-- 実施事項 A --
自衛隊の防衛力についての引用文によると、30年前の陸上自衛隊の戦車は何両だったか。
-- 実施事項 B --
自衛隊の防衛力についての引用文を、最後の文の次から書き継ぐこと。

-- 引用文 --
──────────

元陸上自衛隊・中部方面総監が語る日本の“防衛戦略” 徴兵ではなく予想される“緊急募集”とは?
2022年03月21日 文春オンライン
「陸上自衛隊の定員は即応予備自衛官を入れて16万人、戦車はたったの300両(防衛大綱完成時)です。
30年前は定員18万人、戦車が1200両でしたから、冷戦終了後のスリム化で自衛隊の戦力はかなり落ちています。
戦車の数だけで言えば、ロシアの1個戦車師団程度の戦力しかありません。
陸軍だけで約46万人の兵員と2000両以上の戦車を有している韓国では、日本の陸上自衛隊のことを“軽武装部隊”と揶揄する人さえいる状態。
これだけの戦力では、侵略してくる部隊を単独で撃退することはほぼ不可能です」 そう語るのは、元陸将で中部方面総監を務めた千葉科学大学客員教授の山下裕貴氏。
ロシアのウクライナ侵攻直後からSNSでは「北方領土」や「沖縄」といった言葉がトレンド入りするなど、自衛隊の“防衛力”に注目が集まっている。
もし日本が外国に攻められたら、自衛隊は一体どうやって人々を守るのか、そしてどんな作戦を展開するのか――。
小説「オペレーション雷撃」で、中国軍の最新兵器によって占拠された沖縄の多良間島を自衛隊がどう解放するか、というシミュレーションを行った経験がある山下氏に話を聞いた。

──────────

-- 保存データ --
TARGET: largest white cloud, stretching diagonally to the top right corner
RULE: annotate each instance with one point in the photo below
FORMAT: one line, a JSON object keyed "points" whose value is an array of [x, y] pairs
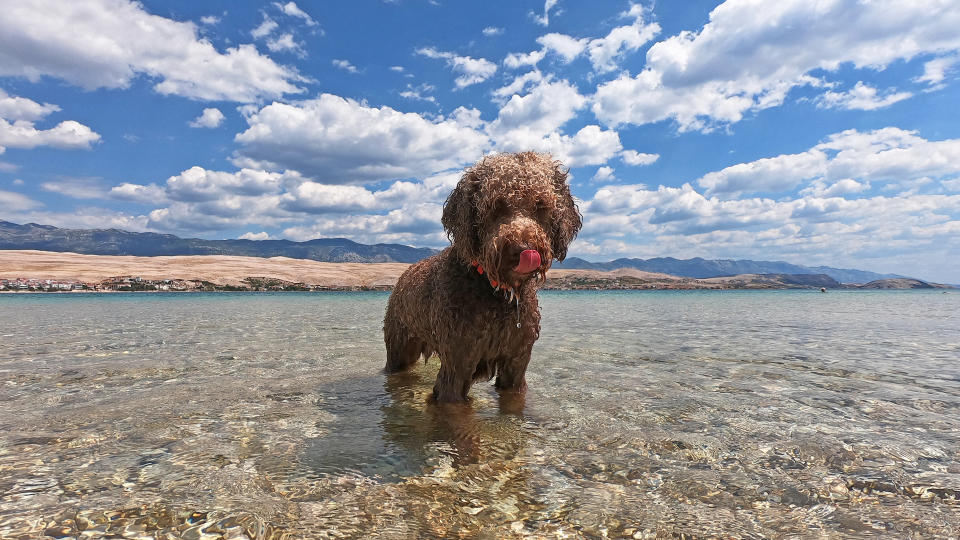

──────────

-- 回答 A --
1200両だった。

-- 回答 B --
■「戦場になる可能性が高い場所としては、北海道と南西諸島」
「自衛隊は“日本を守る組織”ですが、これまで特定の国を仮想敵国と明言したことはありません。
ただ現実問題としては、戦闘になる可能性が高い相手としてロシアと中国を想定しているのは確かです。
戦場になる可能性が高い場所としては、北海道と南西諸島。
とりわけ沖縄の南西諸島は台湾からも近く、自衛隊は現在も与那国島や宮古島に部隊を配置するなど防衛体制を強化しています」
尖閣諸島周辺海域には中国海警局の公船がたびたび侵入し、緊張した状態が続いている。
自衛隊には専守防衛という鉄則があり、「先に撃たれなければ撃てない」とさえ囁かれているが、自衛隊はどんな状況になったら攻撃を開始するのだろうか。
「自衛隊は、政府が防衛出動命令(自衛権に基づき必要な武力の行使ができる命令)を出すまで武力の行使ができません。
つまり、目の前に敵軍がいても防衛出動命令が出なければ基本的にこちらから撃つことはできないんです。
ただ存立危機事態(日本と密接な関係にある他国が攻撃されたことで、日本国民の生命、自由が脅かされる明白な危険がある事態)として、台湾近海などで活動している米軍の艦艇が攻撃された場合には反撃する可能性もあるでしょう」
■「自衛隊が市民の避難に船や車を出す余裕があるとは思えません」
無人の尖閣諸島や海上ではなく、人が住んでいる場所への攻撃があった場合はどうなるのだろうか。
「日本は島国なので、突然軍隊が上陸してくるという可能性は低いです。
ウクライナのように市街戦になったり、市民が巻き込まれたりする戦闘がいきなり始まることは考えづらい。
そもそも現代の戦争では、ミサイルや軍隊の侵攻のような直接的な攻撃の前に、数カ月前から国境付近で軍事演習が行われるなど準備段階が存在します。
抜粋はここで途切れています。